| TERMS AND CONDITIONS OF SALE |
| |
| DEFINITIONS AND INTERPRETATION |
1.1 In these Conditions:
Contract means any contract for the sale of goods and/or the supply of services between us and you into which these Conditions are incorporated;
Conditions means the standard terms and conditions of sale set out herein, including any special terms and conditions agreed in writing by us and attached hereto;
Goods means the goods and/or services which we shall supply in accordance with these Conditions, details of which are set out overleaf;
Seller means IP Interplast UK Limited, and “us” and “our” shall be construed accordingly;
Buyer means the customer or purchaser of the Goods whose details are set out overleaf, and “your” shall be construed accordingly.
1.2 The headings in these Conditions are for convenience only and shall not affect their interpretation.
1.3 All rights expressly reserved by or granted to us by these Conditions shall be without prejudice to any other rights which we may have from time to time.

= Dataset extract =
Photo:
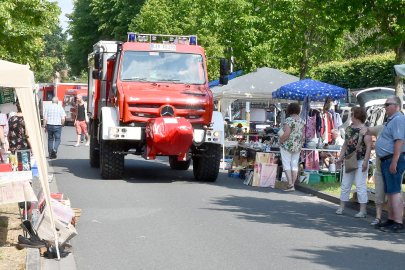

= Problems =
(1) Repeat the passage of the terms and conditions of sale between "1.3 All rights" and "time to time.", inclusive.
(2) Which company do the terms and conditions of sale name as the Seller?

= Solved tasks =
(1)
1.3 All rights expressly reserved by or granted to us by these Conditions shall be without prejudice to any other rights which we may have from time to time.

(2) IP Interplast UK Limited